◆ Instructions for the task ◆
Output every line of the records below as a Markdown table with two columns, Row for the row number and Line for the line itself, skipping any blank lines. Leave the pictures out.

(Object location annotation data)
□ □ □ □ □

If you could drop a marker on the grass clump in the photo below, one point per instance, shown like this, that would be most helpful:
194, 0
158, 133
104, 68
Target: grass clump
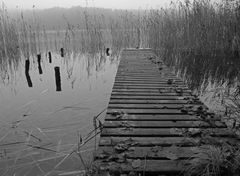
212, 160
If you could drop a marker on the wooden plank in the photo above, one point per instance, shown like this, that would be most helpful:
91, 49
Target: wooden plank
151, 141
150, 94
156, 152
154, 90
149, 85
162, 124
158, 166
160, 141
155, 117
145, 106
149, 101
158, 132
146, 87
145, 111
154, 81
149, 98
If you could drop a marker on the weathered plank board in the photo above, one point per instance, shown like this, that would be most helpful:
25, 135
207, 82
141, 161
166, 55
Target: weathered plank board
148, 120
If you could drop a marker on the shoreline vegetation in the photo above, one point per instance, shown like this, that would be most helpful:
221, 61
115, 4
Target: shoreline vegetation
200, 40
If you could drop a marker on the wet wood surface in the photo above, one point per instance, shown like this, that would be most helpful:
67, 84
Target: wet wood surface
153, 123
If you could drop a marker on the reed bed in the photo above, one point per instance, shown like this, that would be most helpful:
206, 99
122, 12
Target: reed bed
200, 39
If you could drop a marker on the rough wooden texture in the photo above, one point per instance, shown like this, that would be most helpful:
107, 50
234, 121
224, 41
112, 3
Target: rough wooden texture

□ □ □ □ □

◆ Right answer ◆
| Row | Line |
|---|---|
| 1 | If you could drop a marker on the grass clump in the photo below, one point per instance, shown like this, that would be most helpful: |
| 2 | 194, 0 |
| 3 | 158, 133 |
| 4 | 104, 68 |
| 5 | Target: grass clump |
| 6 | 212, 160 |
| 7 | If you could drop a marker on the wooden plank in the photo above, one point per instance, shown like this, that would be most helpful: |
| 8 | 91, 49 |
| 9 | Target: wooden plank |
| 10 | 151, 141 |
| 11 | 150, 94 |
| 12 | 156, 152 |
| 13 | 154, 90 |
| 14 | 149, 85 |
| 15 | 162, 124 |
| 16 | 158, 166 |
| 17 | 160, 141 |
| 18 | 155, 117 |
| 19 | 145, 106 |
| 20 | 149, 101 |
| 21 | 158, 132 |
| 22 | 146, 87 |
| 23 | 145, 111 |
| 24 | 154, 81 |
| 25 | 149, 98 |
| 26 | If you could drop a marker on the weathered plank board in the photo above, one point per instance, shown like this, that would be most helpful: |
| 27 | 25, 135 |
| 28 | 207, 82 |
| 29 | 141, 161 |
| 30 | 166, 55 |
| 31 | Target: weathered plank board |
| 32 | 148, 120 |
| 33 | If you could drop a marker on the shoreline vegetation in the photo above, one point per instance, shown like this, that would be most helpful: |
| 34 | 221, 61 |
| 35 | 115, 4 |
| 36 | Target: shoreline vegetation |
| 37 | 200, 40 |
| 38 | If you could drop a marker on the wet wood surface in the photo above, one point per instance, shown like this, that would be most helpful: |
| 39 | 67, 84 |
| 40 | Target: wet wood surface |
| 41 | 153, 123 |
| 42 | If you could drop a marker on the reed bed in the photo above, one point per instance, shown like this, that would be most helpful: |
| 43 | 206, 99 |
| 44 | 122, 12 |
| 45 | Target: reed bed |
| 46 | 200, 39 |
| 47 | If you could drop a marker on the rough wooden texture in the photo above, one point per instance, shown like this, that would be most helpful: |
| 48 | 107, 50 |
| 49 | 234, 121 |
| 50 | 224, 41 |
| 51 | 112, 3 |
| 52 | Target: rough wooden texture |